### PROBLEM TO WORK ON
Reproduce the rows below, swapping every "detected_boxes" for "bounding_boxes" and leaving all other text unchanged.

*** SUPPLIED RECORDS

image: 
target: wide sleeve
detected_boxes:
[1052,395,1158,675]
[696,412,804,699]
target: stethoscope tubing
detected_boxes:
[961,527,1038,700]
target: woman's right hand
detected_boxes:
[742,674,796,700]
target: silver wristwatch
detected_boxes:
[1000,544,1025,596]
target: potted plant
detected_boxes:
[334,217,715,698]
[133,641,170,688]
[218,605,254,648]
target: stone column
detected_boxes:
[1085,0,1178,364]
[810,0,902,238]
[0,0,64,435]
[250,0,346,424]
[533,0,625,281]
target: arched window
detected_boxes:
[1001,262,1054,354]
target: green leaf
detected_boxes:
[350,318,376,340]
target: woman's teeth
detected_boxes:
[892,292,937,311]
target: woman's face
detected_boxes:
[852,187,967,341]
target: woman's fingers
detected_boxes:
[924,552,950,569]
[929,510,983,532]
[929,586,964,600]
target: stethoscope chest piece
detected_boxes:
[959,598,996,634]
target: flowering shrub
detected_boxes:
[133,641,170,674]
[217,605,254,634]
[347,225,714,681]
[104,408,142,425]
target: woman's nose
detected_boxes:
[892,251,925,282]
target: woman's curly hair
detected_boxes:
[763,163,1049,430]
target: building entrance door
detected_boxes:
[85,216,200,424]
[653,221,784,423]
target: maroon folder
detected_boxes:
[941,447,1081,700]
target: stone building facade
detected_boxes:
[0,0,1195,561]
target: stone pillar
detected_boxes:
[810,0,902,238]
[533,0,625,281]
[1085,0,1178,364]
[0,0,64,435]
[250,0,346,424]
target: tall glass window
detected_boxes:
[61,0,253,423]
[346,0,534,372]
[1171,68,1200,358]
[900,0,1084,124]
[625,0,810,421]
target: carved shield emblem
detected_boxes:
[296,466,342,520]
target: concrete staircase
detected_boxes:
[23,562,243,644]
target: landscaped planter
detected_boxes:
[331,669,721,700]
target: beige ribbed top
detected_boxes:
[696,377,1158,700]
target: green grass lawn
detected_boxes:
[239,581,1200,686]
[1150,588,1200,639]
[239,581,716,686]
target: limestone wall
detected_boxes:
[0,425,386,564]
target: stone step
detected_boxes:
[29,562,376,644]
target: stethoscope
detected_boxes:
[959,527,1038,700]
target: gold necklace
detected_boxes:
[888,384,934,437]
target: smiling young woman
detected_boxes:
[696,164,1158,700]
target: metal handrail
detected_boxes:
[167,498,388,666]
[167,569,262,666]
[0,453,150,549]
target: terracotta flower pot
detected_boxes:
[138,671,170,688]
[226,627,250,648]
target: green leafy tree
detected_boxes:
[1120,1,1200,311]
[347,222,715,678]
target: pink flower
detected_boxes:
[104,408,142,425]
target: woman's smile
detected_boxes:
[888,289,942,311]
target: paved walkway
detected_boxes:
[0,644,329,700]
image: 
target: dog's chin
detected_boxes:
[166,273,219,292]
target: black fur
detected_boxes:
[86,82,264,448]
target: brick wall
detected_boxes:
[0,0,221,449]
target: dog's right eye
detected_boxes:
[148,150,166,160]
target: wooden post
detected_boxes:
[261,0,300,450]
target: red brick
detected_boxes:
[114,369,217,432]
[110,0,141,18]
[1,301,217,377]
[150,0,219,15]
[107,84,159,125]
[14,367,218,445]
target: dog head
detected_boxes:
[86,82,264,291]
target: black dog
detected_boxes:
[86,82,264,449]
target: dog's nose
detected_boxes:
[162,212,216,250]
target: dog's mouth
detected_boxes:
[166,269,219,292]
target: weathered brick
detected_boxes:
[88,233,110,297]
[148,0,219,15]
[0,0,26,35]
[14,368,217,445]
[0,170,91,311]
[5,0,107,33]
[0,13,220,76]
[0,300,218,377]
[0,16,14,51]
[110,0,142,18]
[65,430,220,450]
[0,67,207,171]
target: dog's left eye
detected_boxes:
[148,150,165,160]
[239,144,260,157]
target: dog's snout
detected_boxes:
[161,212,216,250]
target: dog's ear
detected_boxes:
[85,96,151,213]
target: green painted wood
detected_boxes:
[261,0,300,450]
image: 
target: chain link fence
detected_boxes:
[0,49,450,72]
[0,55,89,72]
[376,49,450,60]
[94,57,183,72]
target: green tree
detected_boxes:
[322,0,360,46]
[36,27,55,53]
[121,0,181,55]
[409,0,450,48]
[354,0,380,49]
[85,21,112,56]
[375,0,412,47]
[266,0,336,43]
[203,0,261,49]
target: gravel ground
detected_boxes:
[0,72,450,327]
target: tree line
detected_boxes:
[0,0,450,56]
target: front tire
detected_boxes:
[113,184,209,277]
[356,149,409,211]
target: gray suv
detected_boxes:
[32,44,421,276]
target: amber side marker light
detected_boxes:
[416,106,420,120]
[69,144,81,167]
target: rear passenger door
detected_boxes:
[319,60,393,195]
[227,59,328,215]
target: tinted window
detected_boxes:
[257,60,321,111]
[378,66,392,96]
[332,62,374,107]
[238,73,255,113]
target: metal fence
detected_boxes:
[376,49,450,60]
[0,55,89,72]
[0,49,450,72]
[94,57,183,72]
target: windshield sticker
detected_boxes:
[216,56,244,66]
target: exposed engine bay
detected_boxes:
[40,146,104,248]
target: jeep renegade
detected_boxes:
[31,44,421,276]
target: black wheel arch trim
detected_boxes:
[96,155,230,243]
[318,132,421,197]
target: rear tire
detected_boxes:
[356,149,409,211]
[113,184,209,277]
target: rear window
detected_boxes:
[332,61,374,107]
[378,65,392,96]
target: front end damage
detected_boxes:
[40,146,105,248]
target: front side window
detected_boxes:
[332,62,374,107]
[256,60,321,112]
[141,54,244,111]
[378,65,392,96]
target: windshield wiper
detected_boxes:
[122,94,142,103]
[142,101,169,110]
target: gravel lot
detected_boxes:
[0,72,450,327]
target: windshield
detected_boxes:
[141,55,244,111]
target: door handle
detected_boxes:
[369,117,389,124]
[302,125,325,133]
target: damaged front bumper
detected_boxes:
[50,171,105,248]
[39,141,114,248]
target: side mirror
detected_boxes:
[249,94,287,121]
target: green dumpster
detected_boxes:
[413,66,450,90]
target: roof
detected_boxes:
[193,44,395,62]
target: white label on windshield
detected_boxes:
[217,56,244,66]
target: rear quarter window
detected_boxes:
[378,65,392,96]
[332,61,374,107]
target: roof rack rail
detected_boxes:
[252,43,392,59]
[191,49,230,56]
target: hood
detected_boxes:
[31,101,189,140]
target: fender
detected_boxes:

******

### RESPONSE
image: 
target: wide sleeve
bounding_boxes:
[1052,395,1158,675]
[696,412,804,699]
target: stethoscope tubing
bounding_boxes:
[961,527,1038,700]
target: woman's right hand
bounding_boxes:
[742,674,796,700]
target: silver wristwatch
bounding_boxes:
[1000,544,1025,596]
target: potted plant
bounding_boxes:
[334,217,715,698]
[133,641,170,688]
[218,605,254,648]
target: stone column
bounding_boxes:
[1085,0,1178,364]
[810,0,902,238]
[0,0,64,435]
[250,0,346,424]
[533,0,625,281]
target: arched window
bounding_boxes:
[1001,262,1054,354]
target: green leaf
bounding_boxes:
[350,318,376,340]
target: woman's teeth
bounding_boxes:
[892,292,937,311]
target: woman's face
bounding_boxes:
[852,187,967,341]
target: woman's fingers
bounding_boxes:
[924,552,950,569]
[929,510,983,532]
[929,586,964,600]
target: stethoscope chest piece
bounding_boxes:
[959,598,996,634]
target: flowering shrub
bounding_boxes:
[133,641,170,674]
[217,605,254,634]
[347,225,714,681]
[104,408,142,425]
target: woman's nose
bounding_boxes:
[892,251,925,282]
target: woman's curly hair
bounding_boxes:
[763,163,1049,430]
target: building entrance door
bounding_boxes:
[85,216,200,424]
[653,221,784,423]
target: maroon folder
bounding_boxes:
[941,447,1081,700]
target: stone building facade
bounding_boxes:
[0,0,1195,561]
target: stone pillar
bounding_boxes:
[810,0,902,238]
[533,0,625,281]
[1085,0,1178,364]
[0,0,64,435]
[250,0,346,424]
target: tall glass window
bounding_boxes:
[61,0,253,423]
[346,0,534,372]
[1171,68,1200,358]
[900,0,1084,124]
[625,0,810,421]
target: carved shield emblem
bounding_boxes:
[296,466,342,520]
target: concrete staircase
bounding_boxes:
[23,562,243,644]
target: landscaped planter
bounding_boxes:
[331,669,721,700]
target: beige ribbed top
bounding_boxes:
[696,377,1158,700]
target: green grass lawn
bounding_boxes:
[239,581,1200,686]
[1150,588,1200,639]
[239,581,716,686]
target: limestone wall
bounding_boxes:
[0,425,386,564]
target: stone step
bounding_boxes:
[29,562,376,644]
target: stethoscope
bounding_boxes:
[959,527,1038,700]
target: gold necklace
bounding_boxes:
[888,384,934,437]
target: smiling young woman
bounding_boxes:
[696,164,1158,700]
target: metal handrail
bounding_boxes:
[167,498,388,666]
[167,569,262,666]
[0,453,150,549]
target: terracotta flower pot
bounding_boxes:
[138,671,170,688]
[226,627,250,648]
target: green leafy tree
bounding_boxes:
[1120,1,1200,311]
[347,222,715,678]
target: pink flower
bounding_boxes:
[104,408,142,425]
target: woman's smile
bounding_boxes:
[888,289,942,311]
target: paved walkway
bounding_boxes:
[0,644,329,700]
image: 
target: dog's chin
bounding_boxes:
[166,273,219,292]
target: black fur
bounding_boxes:
[86,82,264,448]
target: brick wall
bounding_boxes:
[0,0,221,449]
target: dog's right eye
bounding_boxes:
[148,150,166,160]
target: wooden post
bounding_boxes:
[261,0,300,450]
target: red brick
bounding_boxes:
[114,369,217,432]
[110,0,141,18]
[1,301,217,377]
[150,0,219,15]
[107,84,159,125]
[14,367,218,445]
target: dog head
bounding_boxes:
[86,82,264,291]
target: black dog
bounding_boxes:
[86,82,264,449]
target: dog's nose
bounding_boxes:
[162,212,216,250]
target: dog's mouth
bounding_boxes:
[166,269,219,292]
target: weathered brick
bounding_boxes:
[88,233,110,297]
[148,0,219,15]
[0,0,26,35]
[14,368,217,445]
[0,170,91,311]
[5,0,107,33]
[0,13,220,76]
[0,300,218,377]
[0,16,14,51]
[110,0,142,18]
[65,430,220,450]
[0,67,207,171]
target: dog's left eye
bounding_boxes:
[148,150,165,160]
[239,144,260,157]
target: dog's snout
bounding_boxes:
[161,212,216,250]
target: dog's ear
bounding_boxes:
[85,96,151,213]
target: green painted wood
bounding_boxes:
[261,0,300,450]
image: 
target: chain link fence
bounding_boxes:
[0,49,450,72]
[0,55,89,72]
[376,49,450,60]
[94,57,183,72]
target: green tree
bounding_boxes:
[322,0,360,46]
[36,27,55,53]
[121,0,181,55]
[409,0,450,48]
[354,0,380,49]
[85,21,112,56]
[375,0,412,47]
[266,0,336,43]
[203,0,261,49]
target: gravel ground
bounding_boxes:
[0,72,450,327]
target: tree line
bounding_boxes:
[0,0,450,56]
target: front tire
bounding_boxes:
[113,184,209,277]
[356,149,409,211]
target: gray suv
bounding_boxes:
[32,44,421,276]
target: amber side marker light
bounding_boxes:
[416,106,420,120]
[69,144,81,167]
target: rear passenger door
bounding_boxes:
[319,60,393,195]
[227,59,328,215]
target: tinted window
bounding_boxes:
[257,60,321,111]
[378,66,392,96]
[332,62,374,107]
[238,73,255,113]
target: metal fence
bounding_boxes:
[376,49,450,60]
[0,55,89,72]
[0,49,450,72]
[94,57,183,72]
target: windshield sticker
bounding_boxes:
[216,56,244,66]
target: exposed engine bay
bounding_boxes:
[40,146,104,248]
target: jeep renegade
bounding_boxes:
[31,44,421,276]
target: black wheel arch trim
bounding_boxes:
[96,155,230,243]
[318,132,421,197]
target: rear tire
bounding_boxes:
[356,149,409,211]
[113,184,209,277]
target: rear window
bounding_boxes:
[332,61,374,107]
[378,65,392,96]
target: front end damage
bounding_boxes:
[40,146,105,248]
target: front side window
bounding_boxes:
[332,62,374,107]
[256,60,321,112]
[141,54,244,111]
[378,65,392,96]
target: windshield wiper
bounding_boxes:
[122,94,142,103]
[142,101,169,110]
target: gravel lot
bounding_boxes:
[0,72,450,327]
target: windshield
bounding_boxes:
[141,55,244,111]
target: door handle
bounding_boxes:
[369,117,389,124]
[302,125,325,133]
target: damaged front bumper
bounding_boxes:
[50,171,105,248]
[39,141,114,248]
target: side mirror
bounding_boxes:
[249,94,287,121]
target: green dumpster
bounding_boxes:
[413,66,450,90]
target: roof
bounding_boxes:
[193,44,395,62]
target: white label on windshield
bounding_boxes:
[217,56,244,66]
target: rear quarter window
bounding_boxes:
[378,65,392,96]
[332,61,374,107]
target: roof rack rail
bounding_boxes:
[252,43,392,59]
[191,49,230,56]
target: hood
bounding_boxes:
[31,101,189,140]
target: fender
bounding_boxes:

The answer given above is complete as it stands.